Exercise details. Each entry needs to be retyped exactly.

┌─ Provided records

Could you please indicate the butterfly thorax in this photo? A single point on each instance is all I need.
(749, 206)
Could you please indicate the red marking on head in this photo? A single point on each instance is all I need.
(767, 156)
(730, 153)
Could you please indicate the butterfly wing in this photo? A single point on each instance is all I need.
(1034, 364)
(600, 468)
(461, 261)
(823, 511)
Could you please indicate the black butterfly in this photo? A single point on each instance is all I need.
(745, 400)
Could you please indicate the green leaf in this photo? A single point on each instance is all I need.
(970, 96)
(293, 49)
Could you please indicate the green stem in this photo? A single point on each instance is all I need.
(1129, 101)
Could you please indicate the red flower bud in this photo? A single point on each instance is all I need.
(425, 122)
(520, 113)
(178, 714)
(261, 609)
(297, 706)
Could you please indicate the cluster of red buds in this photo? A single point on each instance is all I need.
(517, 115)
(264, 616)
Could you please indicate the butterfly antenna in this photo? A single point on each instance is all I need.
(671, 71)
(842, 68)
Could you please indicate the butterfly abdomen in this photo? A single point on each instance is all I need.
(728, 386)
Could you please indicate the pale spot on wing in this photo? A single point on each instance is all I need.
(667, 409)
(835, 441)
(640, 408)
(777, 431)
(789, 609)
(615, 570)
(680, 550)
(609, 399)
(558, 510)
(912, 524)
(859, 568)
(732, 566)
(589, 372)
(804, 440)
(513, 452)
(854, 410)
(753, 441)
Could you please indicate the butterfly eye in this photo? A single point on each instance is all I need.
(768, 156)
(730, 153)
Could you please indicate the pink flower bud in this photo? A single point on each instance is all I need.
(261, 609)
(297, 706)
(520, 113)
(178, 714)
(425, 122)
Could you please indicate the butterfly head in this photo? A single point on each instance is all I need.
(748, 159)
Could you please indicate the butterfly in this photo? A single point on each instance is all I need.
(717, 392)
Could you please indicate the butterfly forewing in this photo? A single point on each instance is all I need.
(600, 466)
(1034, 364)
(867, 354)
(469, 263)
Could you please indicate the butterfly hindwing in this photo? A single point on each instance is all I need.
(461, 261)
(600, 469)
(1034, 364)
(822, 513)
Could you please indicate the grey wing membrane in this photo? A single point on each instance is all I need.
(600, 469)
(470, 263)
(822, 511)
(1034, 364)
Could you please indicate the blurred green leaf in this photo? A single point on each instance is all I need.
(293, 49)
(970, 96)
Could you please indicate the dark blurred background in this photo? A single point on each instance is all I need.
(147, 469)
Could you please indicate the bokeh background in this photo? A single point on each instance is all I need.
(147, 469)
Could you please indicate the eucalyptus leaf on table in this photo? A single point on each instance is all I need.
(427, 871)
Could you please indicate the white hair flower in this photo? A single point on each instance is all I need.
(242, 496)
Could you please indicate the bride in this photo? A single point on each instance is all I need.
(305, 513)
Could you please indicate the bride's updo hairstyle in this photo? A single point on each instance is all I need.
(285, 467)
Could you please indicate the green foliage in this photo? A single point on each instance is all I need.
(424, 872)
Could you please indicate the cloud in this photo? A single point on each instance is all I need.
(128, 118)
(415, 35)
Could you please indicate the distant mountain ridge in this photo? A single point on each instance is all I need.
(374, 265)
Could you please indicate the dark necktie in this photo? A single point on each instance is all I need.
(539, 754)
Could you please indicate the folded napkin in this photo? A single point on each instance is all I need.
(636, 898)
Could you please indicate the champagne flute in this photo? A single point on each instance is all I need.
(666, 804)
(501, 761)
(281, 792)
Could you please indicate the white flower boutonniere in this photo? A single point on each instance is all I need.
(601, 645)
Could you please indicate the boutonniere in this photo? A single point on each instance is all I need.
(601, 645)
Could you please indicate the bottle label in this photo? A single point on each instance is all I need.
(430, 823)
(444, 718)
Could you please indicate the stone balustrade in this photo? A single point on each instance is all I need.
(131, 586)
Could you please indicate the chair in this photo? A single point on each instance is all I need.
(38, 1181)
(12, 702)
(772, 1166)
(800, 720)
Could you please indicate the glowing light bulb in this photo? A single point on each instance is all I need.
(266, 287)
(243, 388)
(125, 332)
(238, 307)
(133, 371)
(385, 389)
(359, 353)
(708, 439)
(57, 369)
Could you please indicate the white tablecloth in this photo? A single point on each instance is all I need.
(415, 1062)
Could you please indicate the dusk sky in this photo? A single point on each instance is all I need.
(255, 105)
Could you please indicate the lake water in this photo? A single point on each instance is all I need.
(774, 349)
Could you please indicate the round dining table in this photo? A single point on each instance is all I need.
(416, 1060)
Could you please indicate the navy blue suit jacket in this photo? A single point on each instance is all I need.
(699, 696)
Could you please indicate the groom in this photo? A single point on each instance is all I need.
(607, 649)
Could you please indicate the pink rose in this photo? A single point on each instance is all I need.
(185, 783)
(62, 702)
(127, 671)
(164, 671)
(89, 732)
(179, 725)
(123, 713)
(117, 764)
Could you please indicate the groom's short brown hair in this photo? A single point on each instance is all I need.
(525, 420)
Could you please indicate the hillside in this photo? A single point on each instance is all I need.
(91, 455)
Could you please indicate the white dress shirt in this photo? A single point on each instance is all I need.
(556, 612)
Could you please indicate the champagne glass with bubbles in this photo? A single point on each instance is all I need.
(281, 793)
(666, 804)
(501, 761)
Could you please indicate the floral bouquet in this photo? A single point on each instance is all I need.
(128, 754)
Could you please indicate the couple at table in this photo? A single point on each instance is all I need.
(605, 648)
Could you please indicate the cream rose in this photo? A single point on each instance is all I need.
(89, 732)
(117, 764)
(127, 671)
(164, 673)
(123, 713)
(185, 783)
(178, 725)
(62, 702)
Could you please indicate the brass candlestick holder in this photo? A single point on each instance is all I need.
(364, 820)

└─

Exercise result.
Could you please indicate the butterfly thorax in this photo? A single point on each instance is all I need.
(749, 206)
Could you please indicate the red marking on head in this photo? A single point on each instance is all I need.
(767, 156)
(730, 153)
Could you please indicate the butterfly wing in this photo? A single point on each instance is all I need.
(1034, 364)
(600, 468)
(461, 261)
(823, 511)
Could you please indicate the black butterfly in this photo? A single point on each instance is all I need.
(745, 400)
Could you please indicate the green leaf in this photo? A single point on each instance is all I need.
(970, 96)
(293, 49)
Could you please indicate the green stem in this photo? A single point on each instance is all I need.
(1129, 101)
Could you please indicate the red flower bud in this photo? A single point on each instance is all I need.
(425, 122)
(520, 113)
(178, 714)
(261, 609)
(297, 706)
Could you please indicate the cluster of red buds in this photo? A single point on each instance is all I need.
(517, 115)
(264, 616)
Could you please indicate the butterfly antenna in this photo? A single point on each instance is all I need.
(671, 71)
(842, 68)
Could you please indicate the butterfly abdomen in this photo? A single point on each instance is all I need.
(728, 386)
Could you please indicate the pale spot on wing in this photo? A single point on each instance is all I need.
(667, 409)
(835, 441)
(640, 408)
(777, 431)
(789, 609)
(615, 570)
(680, 550)
(609, 399)
(558, 510)
(912, 524)
(859, 568)
(732, 566)
(589, 372)
(804, 440)
(513, 452)
(854, 410)
(753, 441)
Could you please indicate the butterfly eye in this photo? A single point on each instance is all I need.
(768, 156)
(730, 153)
Could you please indicate the pink flower bud in this photo? A single point on each instance is all I need.
(261, 609)
(297, 706)
(520, 113)
(178, 714)
(425, 122)
Could you please indicate the butterfly head in this photo? A single point on each instance is all I need.
(748, 159)
Could you please indicate the butterfly in this photo? A single point on each instance is all I need.
(717, 392)
Could you please indicate the butterfly forewing in this photo? A single point on each instance is all I need.
(600, 466)
(1034, 364)
(867, 354)
(469, 263)
Could you please indicate the butterfly hindwing in this photo? A single point on each instance is all I need.
(461, 261)
(600, 469)
(1034, 364)
(822, 513)
Could you please indicate the grey wing membrane in this photo? A single point on each instance is all I need.
(600, 469)
(470, 263)
(822, 511)
(1034, 364)
Could you please indicate the blurred green leaf in this photo? A single point on each instance is all I need.
(293, 49)
(970, 96)
Could you please indicate the dark blurred background in this photo? A single point on each instance is all I need.
(147, 469)
Could you please indicate the bokeh background in this photo? A single point on each instance is all I need.
(147, 469)
Could you please indicate the eucalyptus leaf on table in this photo? A single point on each instance is all I need.
(427, 871)
Could you please indicate the white hair flower in this photo? A single point on each instance is all I need.
(242, 496)
Could you please indicate the bride in this photo? A single point on each instance is all I need.
(305, 513)
Could you please indicate the bride's updo hairstyle in this photo? A single point on each instance is all I need.
(285, 467)
Could you please indicate the green foliage in this photo? A single point on each instance is all I need.
(424, 872)
Could you please indicate the cloud in this photo? A single point on each instance is all I need.
(128, 118)
(415, 35)
Could you please indicate the distant mountain ridge in this photo? A single point on each instance is all I need.
(374, 265)
Could you please indicate the dark necktie in this photo? A single point on each instance is all I need.
(539, 754)
Could you please indicate the folded napkin in this photo? A single point on each instance is all I need.
(636, 898)
Could you please indicate the champagne flute in this photo? A single point on each instance is all I need.
(666, 804)
(501, 761)
(281, 792)
Could you please indicate the white flower boutonniere in this photo? A single point on each instance is all I need.
(601, 645)
Could you please indicate the boutonniere in this photo? A single point on each instance is all I need.
(601, 645)
Could you please indicate the bottle label in this photo? A single point on each instance is all I need.
(430, 823)
(444, 718)
Could you please indicate the stone balustrade in this photo? A single point on each instance is all I need.
(131, 586)
Could you please indicate the chair in this photo? A single point on each instance is all I need.
(38, 1181)
(12, 702)
(772, 1166)
(800, 720)
Could you please indicate the glowing light bulb in this photo? A single point on each instance is all I need.
(266, 287)
(243, 388)
(125, 332)
(238, 307)
(133, 371)
(385, 389)
(359, 353)
(708, 439)
(57, 369)
Could you please indicate the white tablecloth in this photo? A single point on each instance is all I need.
(415, 1062)
Could you please indicate the dusk sky in this photo? A single point on each instance is all I need.
(255, 105)
Could you please indicate the lake water in this photo? A single point on each instance is all I need.
(774, 349)
Could you please indicate the round dining table in this photo? A single point on each instance is all I need.
(416, 1060)
Could you please indicate the navy blue suit jacket in this photo? A single point on each instance is all I need.
(699, 696)
Could you please indicate the groom in this photo? A single point on each instance is all I need.
(607, 649)
Could you please indicate the pink rose in this photo? A single point on each instance is all I need.
(185, 783)
(62, 702)
(127, 671)
(164, 671)
(89, 732)
(179, 725)
(123, 713)
(117, 764)
Could you please indicate the groom's short brown hair in this photo? A single point on each instance is all I need.
(525, 420)
Could you please indicate the hillside in this photo? A single point on each instance is all I need.
(91, 455)
Could you please indicate the white dress shirt in this photo? A single point on each instance is all I need.
(556, 612)
Could you please indicate the champagne glass with bubbles in this photo? A single point on each instance is all I need.
(281, 793)
(666, 804)
(501, 761)
Could you please indicate the floral bouquet in this photo? A single point on each instance is all I need.
(128, 754)
Could you please indicate the couple at table in this photo? A single point on each instance is all I need.
(605, 648)
Could you please indicate the cream rose in this photo? A single point on each instance is all I need.
(89, 732)
(117, 764)
(127, 671)
(164, 673)
(123, 713)
(185, 783)
(178, 725)
(62, 702)
Could you please indicate the brass candlestick holder in this photo? A single point on each instance is all I need.
(364, 820)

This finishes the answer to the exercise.